• _Work to be completed_
Copy the records below line for line, changing nothing.

Data records:
• • •

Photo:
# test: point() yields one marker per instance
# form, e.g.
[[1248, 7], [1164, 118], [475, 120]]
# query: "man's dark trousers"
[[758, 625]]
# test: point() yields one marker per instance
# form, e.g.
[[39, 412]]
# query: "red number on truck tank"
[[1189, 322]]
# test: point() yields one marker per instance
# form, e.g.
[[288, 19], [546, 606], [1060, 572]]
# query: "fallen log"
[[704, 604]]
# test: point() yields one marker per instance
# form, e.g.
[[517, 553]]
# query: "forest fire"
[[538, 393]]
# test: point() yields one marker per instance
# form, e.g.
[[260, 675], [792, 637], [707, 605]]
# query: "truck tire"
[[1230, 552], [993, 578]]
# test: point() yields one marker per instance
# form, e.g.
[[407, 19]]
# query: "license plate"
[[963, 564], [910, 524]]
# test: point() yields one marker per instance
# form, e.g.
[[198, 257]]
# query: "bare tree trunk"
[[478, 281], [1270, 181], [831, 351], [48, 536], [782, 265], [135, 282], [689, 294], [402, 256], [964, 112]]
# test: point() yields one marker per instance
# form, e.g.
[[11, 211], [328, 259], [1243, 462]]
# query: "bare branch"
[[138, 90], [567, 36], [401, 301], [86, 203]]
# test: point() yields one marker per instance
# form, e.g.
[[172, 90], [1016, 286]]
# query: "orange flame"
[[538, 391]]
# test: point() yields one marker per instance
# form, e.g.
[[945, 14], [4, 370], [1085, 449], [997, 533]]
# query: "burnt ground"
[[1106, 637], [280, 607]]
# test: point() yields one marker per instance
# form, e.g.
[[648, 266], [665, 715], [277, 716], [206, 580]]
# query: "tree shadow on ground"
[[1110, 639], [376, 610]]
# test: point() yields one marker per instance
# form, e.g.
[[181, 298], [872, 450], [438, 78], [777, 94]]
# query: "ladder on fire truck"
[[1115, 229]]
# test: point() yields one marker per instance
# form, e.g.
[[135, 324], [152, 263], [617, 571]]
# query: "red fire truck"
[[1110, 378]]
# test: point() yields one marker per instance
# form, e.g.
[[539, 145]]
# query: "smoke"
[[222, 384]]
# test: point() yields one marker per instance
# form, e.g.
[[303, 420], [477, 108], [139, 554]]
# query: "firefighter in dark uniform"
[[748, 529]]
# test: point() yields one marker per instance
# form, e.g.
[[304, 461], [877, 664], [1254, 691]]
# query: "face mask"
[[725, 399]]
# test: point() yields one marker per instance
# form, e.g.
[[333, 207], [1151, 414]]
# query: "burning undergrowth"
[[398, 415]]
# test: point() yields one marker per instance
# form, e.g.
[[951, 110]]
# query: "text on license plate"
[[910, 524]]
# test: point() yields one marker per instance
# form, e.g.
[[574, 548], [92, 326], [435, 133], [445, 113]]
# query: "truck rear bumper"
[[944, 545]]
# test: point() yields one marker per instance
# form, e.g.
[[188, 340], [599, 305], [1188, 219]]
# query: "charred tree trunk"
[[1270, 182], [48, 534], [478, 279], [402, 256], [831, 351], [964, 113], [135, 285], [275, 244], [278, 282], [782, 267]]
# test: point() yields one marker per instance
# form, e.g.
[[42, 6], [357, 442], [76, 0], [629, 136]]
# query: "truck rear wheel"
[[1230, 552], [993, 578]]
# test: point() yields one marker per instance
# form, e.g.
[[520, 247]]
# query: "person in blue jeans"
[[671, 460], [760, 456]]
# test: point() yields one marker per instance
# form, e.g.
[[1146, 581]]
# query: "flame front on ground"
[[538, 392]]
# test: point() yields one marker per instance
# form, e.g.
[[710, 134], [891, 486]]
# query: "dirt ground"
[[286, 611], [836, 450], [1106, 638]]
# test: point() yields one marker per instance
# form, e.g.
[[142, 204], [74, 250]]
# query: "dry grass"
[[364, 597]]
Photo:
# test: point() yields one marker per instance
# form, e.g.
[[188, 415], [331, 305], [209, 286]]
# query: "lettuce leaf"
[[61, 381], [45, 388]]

• • •

• _Task result_
Photo:
# test: point() yields one marker per instance
# form, e.g.
[[1248, 7], [1164, 118], [475, 120]]
# query: "man's dark trousers"
[[758, 625]]
# test: point() yields one marker per instance
# form, e.g.
[[39, 412]]
# query: "red number on truck tank"
[[1189, 322]]
# test: point() yields one marker per instance
# form, e.g.
[[288, 19], [546, 606], [1060, 572]]
# query: "fallen log"
[[704, 604]]
# test: point() yields one marker per instance
# form, e.g.
[[517, 553]]
# query: "forest fire"
[[538, 393]]
# test: point() yields one marker per instance
# form, e.g.
[[260, 675], [792, 637], [707, 605]]
# query: "truck tire"
[[1230, 552], [993, 578]]
# test: point() yields one marker per instance
# form, e.g.
[[407, 19]]
# query: "license plate"
[[963, 564], [910, 524]]
# test: point() yields one marker per instance
# form, e.g.
[[198, 257]]
# query: "bare tree trunk"
[[478, 281], [1270, 181], [831, 351], [48, 536], [782, 265], [135, 282], [689, 294], [402, 256], [964, 112]]
# test: point() yields one marker per instance
# form, e.g.
[[11, 211], [328, 259], [1243, 462]]
# query: "bare branch"
[[138, 90], [567, 36], [401, 301], [86, 203]]
# test: point() yields one marker per instance
# form, e.g.
[[172, 90], [1016, 286]]
# query: "orange flame"
[[538, 391]]
# test: point() yields one marker per instance
# form, e.g.
[[945, 14], [4, 370], [1085, 449], [997, 533]]
# query: "burnt ground"
[[1106, 637], [280, 607]]
# test: point() yields one marker per instance
# form, e.g.
[[648, 266], [665, 715], [277, 716], [206, 580]]
# query: "tree shadow on ground"
[[1110, 639], [376, 610]]
# test: point() yields one marker per instance
# form, e.g.
[[181, 298], [872, 450], [438, 78], [777, 94]]
# query: "ladder on fire truck"
[[1115, 229]]
# test: point() yields one marker per instance
# form, e.g.
[[135, 324], [152, 263], [617, 571]]
# query: "red fire truck"
[[1110, 378]]
# test: point() yields one marker per instance
# form, e.g.
[[539, 145]]
# query: "smoke"
[[222, 384]]
# test: point() yields one marker per instance
# form, e.g.
[[303, 420], [477, 108], [139, 554]]
# query: "firefighter in dark uniform"
[[748, 529]]
# test: point() yields one marker per instance
# form, e.g.
[[304, 461], [877, 664], [1254, 691]]
# query: "face mask"
[[725, 399]]
# test: point() yields one marker per instance
# form, e.g.
[[333, 207], [1151, 414]]
# query: "burning undergrowth"
[[398, 415]]
# test: point() yields one marker per instance
# form, e.g.
[[951, 110]]
# query: "text on license plate"
[[910, 524]]
# test: point() yields one marker per instance
# form, e.g.
[[574, 548], [92, 326], [435, 133], [445, 113]]
# query: "truck rear bumper"
[[944, 545]]
# test: point() yields one marker per instance
# form, e.g.
[[188, 340], [599, 305], [1188, 219]]
# query: "charred tree trunk"
[[1270, 182], [48, 534], [478, 279], [402, 256], [831, 351], [964, 113], [135, 285], [275, 244], [278, 282], [782, 267]]
# test: point() yields one marker per instance
# form, e.g.
[[42, 6], [357, 442], [76, 0], [629, 136]]
# query: "truck rear wheel"
[[1230, 552], [993, 578]]
# test: point() yields one marker per instance
# form, e.g.
[[520, 247]]
# query: "person in blue jeans"
[[671, 460], [760, 456]]
# test: point() yields one marker per instance
# form, e.g.
[[1146, 581]]
# query: "flame front on ground"
[[538, 392]]
# test: point() yields one marker per instance
# form, e.g.
[[710, 134], [891, 486]]
# query: "dirt ground"
[[286, 611], [836, 450], [1106, 638]]
# test: point() yields one marker per instance
# form, e.g.
[[142, 204], [74, 250]]
# query: "dry grass"
[[364, 597]]
Photo:
# test: point() yields one marker per instance
# form, e.g.
[[188, 415], [331, 305], [209, 286]]
# query: "lettuce leaf"
[[61, 381], [45, 388]]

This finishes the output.